Exercise requirements:
Rewrite every line of the items below as a numbered list, leaving out the blank lines.

Dataset rows:
┄┄┄┄┄┄┄┄┄┄

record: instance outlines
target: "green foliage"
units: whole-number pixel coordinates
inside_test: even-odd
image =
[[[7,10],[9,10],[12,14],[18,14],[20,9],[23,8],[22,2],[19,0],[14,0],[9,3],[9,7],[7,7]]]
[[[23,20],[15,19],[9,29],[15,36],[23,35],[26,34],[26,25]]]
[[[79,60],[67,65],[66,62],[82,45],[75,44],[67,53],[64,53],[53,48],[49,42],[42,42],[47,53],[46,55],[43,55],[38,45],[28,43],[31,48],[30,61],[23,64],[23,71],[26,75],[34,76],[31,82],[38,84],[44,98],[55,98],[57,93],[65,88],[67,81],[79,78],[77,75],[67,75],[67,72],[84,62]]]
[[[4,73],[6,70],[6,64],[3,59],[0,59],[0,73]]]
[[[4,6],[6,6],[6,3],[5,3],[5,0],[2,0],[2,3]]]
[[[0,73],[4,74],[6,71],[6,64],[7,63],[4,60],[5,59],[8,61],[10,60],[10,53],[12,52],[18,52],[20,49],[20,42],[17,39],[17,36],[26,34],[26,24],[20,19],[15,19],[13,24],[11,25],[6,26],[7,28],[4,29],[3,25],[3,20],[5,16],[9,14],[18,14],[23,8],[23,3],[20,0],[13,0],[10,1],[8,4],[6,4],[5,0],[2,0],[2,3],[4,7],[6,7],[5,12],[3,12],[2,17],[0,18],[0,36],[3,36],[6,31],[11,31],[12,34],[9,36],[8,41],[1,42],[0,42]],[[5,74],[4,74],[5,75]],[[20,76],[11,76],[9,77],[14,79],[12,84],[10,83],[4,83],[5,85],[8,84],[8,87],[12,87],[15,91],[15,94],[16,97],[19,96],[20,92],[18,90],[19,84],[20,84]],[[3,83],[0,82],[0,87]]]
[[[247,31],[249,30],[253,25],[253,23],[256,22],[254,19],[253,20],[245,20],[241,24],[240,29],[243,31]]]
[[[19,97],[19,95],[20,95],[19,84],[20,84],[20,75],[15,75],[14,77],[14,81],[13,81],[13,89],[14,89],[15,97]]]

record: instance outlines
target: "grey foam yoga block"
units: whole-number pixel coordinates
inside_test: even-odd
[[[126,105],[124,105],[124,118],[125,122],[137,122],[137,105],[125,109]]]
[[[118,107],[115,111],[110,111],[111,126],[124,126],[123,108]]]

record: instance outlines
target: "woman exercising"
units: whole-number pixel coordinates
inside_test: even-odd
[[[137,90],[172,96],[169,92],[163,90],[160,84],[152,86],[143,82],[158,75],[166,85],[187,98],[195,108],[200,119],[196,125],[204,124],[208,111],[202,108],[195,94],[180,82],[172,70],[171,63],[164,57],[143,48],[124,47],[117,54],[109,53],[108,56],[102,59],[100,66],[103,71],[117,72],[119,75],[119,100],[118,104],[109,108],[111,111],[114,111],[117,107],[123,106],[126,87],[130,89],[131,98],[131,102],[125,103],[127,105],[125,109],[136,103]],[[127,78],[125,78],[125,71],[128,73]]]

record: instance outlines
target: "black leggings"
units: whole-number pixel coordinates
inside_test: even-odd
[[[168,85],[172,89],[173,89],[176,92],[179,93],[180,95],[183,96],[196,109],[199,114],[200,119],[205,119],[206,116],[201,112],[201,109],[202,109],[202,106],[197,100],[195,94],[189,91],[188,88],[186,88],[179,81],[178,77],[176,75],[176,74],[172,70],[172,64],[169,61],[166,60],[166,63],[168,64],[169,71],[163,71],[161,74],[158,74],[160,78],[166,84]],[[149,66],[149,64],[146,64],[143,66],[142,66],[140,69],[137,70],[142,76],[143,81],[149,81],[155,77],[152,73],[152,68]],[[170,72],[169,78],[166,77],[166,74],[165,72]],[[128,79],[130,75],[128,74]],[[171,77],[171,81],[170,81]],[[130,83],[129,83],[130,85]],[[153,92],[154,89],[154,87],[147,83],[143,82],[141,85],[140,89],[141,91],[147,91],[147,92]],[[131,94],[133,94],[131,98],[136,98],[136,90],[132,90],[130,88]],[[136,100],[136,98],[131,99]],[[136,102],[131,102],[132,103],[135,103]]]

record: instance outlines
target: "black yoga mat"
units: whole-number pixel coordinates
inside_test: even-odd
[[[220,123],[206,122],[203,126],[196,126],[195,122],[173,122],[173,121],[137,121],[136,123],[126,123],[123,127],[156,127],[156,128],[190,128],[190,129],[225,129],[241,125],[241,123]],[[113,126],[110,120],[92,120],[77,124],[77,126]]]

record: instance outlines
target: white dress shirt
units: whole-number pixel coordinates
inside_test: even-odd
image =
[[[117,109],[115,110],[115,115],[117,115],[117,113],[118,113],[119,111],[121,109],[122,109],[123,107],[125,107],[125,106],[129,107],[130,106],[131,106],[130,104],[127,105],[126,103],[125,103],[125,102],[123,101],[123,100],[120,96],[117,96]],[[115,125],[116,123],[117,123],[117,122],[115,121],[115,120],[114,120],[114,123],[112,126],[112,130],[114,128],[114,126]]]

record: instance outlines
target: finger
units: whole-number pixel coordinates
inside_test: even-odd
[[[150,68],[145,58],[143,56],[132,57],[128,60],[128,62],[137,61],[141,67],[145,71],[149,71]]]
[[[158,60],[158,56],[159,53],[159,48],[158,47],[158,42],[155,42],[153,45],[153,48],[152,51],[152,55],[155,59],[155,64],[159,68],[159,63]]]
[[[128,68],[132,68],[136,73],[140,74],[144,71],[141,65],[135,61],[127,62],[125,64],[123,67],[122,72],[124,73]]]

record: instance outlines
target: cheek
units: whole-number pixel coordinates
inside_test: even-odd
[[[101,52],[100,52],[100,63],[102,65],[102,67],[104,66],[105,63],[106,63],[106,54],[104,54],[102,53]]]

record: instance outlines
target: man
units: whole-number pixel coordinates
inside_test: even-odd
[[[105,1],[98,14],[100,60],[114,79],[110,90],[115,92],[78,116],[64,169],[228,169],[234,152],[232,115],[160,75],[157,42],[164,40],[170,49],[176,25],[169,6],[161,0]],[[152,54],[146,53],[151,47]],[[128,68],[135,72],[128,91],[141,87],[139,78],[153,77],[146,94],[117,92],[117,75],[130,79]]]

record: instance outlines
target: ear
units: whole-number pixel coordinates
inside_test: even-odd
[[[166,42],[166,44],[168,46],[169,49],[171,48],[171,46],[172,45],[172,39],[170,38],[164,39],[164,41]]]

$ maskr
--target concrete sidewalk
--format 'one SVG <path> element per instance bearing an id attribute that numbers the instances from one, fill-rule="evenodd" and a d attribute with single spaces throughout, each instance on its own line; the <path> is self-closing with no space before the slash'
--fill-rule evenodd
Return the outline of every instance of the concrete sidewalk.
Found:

┄┄┄┄┄┄┄┄┄┄

In response:
1. record: instance outlines
2. target: "green foliage"
3. units: whole-number pixel coordinates
4. inside_test: even-odd
5. image =
6. [[[7,10],[9,10],[12,14],[18,14],[20,9],[23,8],[22,2],[19,0],[14,0],[9,3],[9,7],[7,7]]]
7. [[[23,20],[15,19],[9,29],[15,36],[23,35],[26,34],[26,25]]]
8. [[[79,60],[67,65],[66,62],[82,45],[75,44],[67,53],[64,53],[53,48],[49,42],[42,42],[47,53],[46,55],[43,55],[38,45],[28,43],[31,48],[30,61],[23,64],[23,71],[26,75],[34,76],[31,82],[38,84],[44,98],[55,98],[57,93],[65,88],[67,81],[79,78],[77,75],[67,75],[67,72],[84,62]]]
9. [[[4,73],[6,70],[6,64],[3,59],[0,59],[0,73]]]
10. [[[4,6],[6,6],[6,3],[5,3],[5,0],[2,0],[2,3]]]
11. [[[0,73],[4,74],[6,71],[6,64],[7,63],[4,60],[5,59],[8,61],[10,60],[10,53],[12,52],[18,52],[20,49],[20,42],[17,39],[17,36],[26,34],[26,24],[20,19],[15,19],[13,24],[11,25],[6,26],[7,28],[4,29],[3,25],[3,20],[5,16],[9,14],[18,14],[23,8],[23,3],[20,0],[13,0],[10,1],[8,4],[6,4],[5,0],[2,0],[2,3],[4,7],[6,7],[5,12],[3,12],[2,17],[0,18],[0,36],[3,36],[6,31],[11,31],[12,34],[9,36],[8,41],[1,42],[0,42]],[[5,74],[4,74],[5,75]],[[20,76],[11,76],[9,77],[14,79],[12,84],[10,83],[4,83],[5,85],[8,84],[8,87],[12,87],[15,91],[15,94],[16,97],[19,96],[20,92],[18,90],[19,84],[20,84]],[[3,83],[0,82],[0,87]]]
12. [[[247,31],[249,30],[253,25],[253,23],[256,22],[254,19],[253,20],[245,20],[241,24],[240,29],[243,31]]]
13. [[[19,97],[19,95],[20,95],[19,84],[20,84],[20,75],[15,75],[14,77],[14,81],[13,81],[13,89],[14,89],[15,97]]]
14. record: instance outlines
15. target: "grey foam yoga block"
16. units: whole-number pixel coordinates
17. inside_test: even-odd
18. [[[126,105],[124,105],[124,118],[125,122],[137,122],[137,105],[125,109]]]
19. [[[118,107],[115,111],[110,111],[111,126],[124,126],[123,108]]]
20. record: instance outlines
21. target: "woman exercising"
22. units: whole-number pixel coordinates
23. inside_test: even-odd
24. [[[137,90],[172,96],[169,92],[163,90],[160,84],[152,86],[143,82],[158,75],[166,85],[187,98],[195,108],[200,119],[196,125],[204,124],[208,111],[202,108],[195,94],[180,82],[172,70],[171,63],[164,57],[143,48],[124,47],[117,54],[109,53],[108,56],[102,59],[100,66],[103,71],[117,72],[119,75],[119,100],[118,104],[109,108],[111,111],[114,111],[117,107],[123,106],[126,87],[130,89],[131,98],[131,102],[125,103],[127,105],[125,109],[136,103]],[[127,78],[125,78],[125,71],[128,73]]]
25. record: instance outlines
26. target: "black leggings"
27. units: whole-number pixel coordinates
28. inside_test: even-odd
29. [[[168,85],[172,89],[173,89],[176,92],[179,93],[180,95],[183,96],[196,109],[199,114],[200,119],[205,119],[206,116],[201,112],[201,109],[202,109],[202,106],[197,100],[195,94],[189,91],[188,88],[186,88],[179,81],[178,77],[176,75],[176,74],[172,70],[172,64],[169,61],[166,60],[166,63],[168,64],[169,71],[163,71],[161,74],[158,74],[160,78],[166,84]],[[149,66],[149,64],[146,64],[143,66],[142,66],[140,69],[137,70],[142,76],[143,81],[149,81],[155,77],[152,73],[152,68]],[[170,72],[169,78],[166,77],[166,74],[165,72]],[[128,79],[130,75],[128,74]],[[171,77],[171,81],[170,81]],[[130,83],[129,83],[130,85]],[[153,92],[154,89],[154,87],[147,83],[143,82],[141,85],[140,89],[141,91],[147,91],[147,92]],[[131,94],[133,94],[131,98],[136,98],[136,90],[132,90],[130,88]],[[136,100],[136,98],[131,99]],[[136,102],[131,102],[132,103],[135,103]]]
30. record: instance outlines
31. target: "black yoga mat"
32. units: whole-number pixel coordinates
33. inside_test: even-odd
34. [[[220,123],[206,122],[203,126],[196,126],[195,122],[173,122],[173,121],[137,121],[136,123],[126,123],[123,127],[156,127],[156,128],[190,128],[190,129],[225,129],[241,125],[241,123]],[[113,126],[110,120],[92,120],[77,124],[77,126]]]
35. record: instance outlines
36. target: white dress shirt
37. units: whole-number pixel coordinates
38. inside_test: even-odd
39. image =
40. [[[117,109],[115,110],[115,115],[117,115],[117,113],[118,113],[119,111],[121,109],[122,109],[123,107],[125,107],[125,106],[129,107],[130,106],[131,106],[130,104],[127,105],[126,103],[125,103],[125,102],[123,101],[123,100],[120,96],[117,96]],[[115,125],[116,123],[117,123],[117,122],[115,121],[115,120],[114,120],[114,123],[112,126],[112,130],[114,128],[114,126]]]
41. record: instance outlines
42. target: finger
43. units: whole-number pixel coordinates
44. inside_test: even-odd
45. [[[150,68],[145,58],[143,56],[132,57],[128,60],[128,62],[137,61],[141,67],[145,71],[149,71]]]
46. [[[158,60],[158,56],[159,53],[159,48],[158,47],[158,42],[155,42],[153,45],[153,48],[152,51],[152,55],[155,59],[155,64],[159,68],[159,63]]]
47. [[[128,68],[132,68],[136,73],[140,74],[144,71],[141,65],[135,61],[127,62],[125,64],[123,67],[122,72],[124,73]]]
48. record: instance outlines
49. target: cheek
50. units: whole-number pixel coordinates
51. inside_test: even-odd
52. [[[101,52],[100,52],[100,63],[102,65],[102,67],[104,66],[105,63],[106,63],[106,54],[104,54],[102,53]]]
53. record: instance outlines
54. target: man
55. units: whole-number pixel coordinates
56. inside_test: even-odd
57. [[[105,1],[98,14],[100,60],[114,79],[110,90],[115,92],[78,116],[64,169],[228,169],[234,152],[232,115],[160,75],[157,42],[164,40],[170,49],[176,25],[169,6],[161,0]],[[152,54],[146,53],[151,47]],[[128,68],[135,72],[128,91],[141,87],[139,78],[153,77],[146,94],[117,92],[117,75],[130,79]]]
58. record: instance outlines
59. target: ear
60. units: whole-number pixel coordinates
61. inside_test: even-odd
62. [[[166,42],[166,44],[168,46],[169,49],[171,48],[171,46],[172,45],[172,39],[170,38],[164,39],[164,41]]]
63. $ maskr
64. --target concrete sidewalk
65. --format 'one SVG <path> element per instance bearing an id attribute that numbers the instances from one, fill-rule="evenodd" and a d attribute with single spaces throughout, each instance on its own line; the <path> is self-closing with no space before the slash'
66. --fill-rule evenodd
67. Return the outline of every instance of the concrete sidewalk.
68. Found:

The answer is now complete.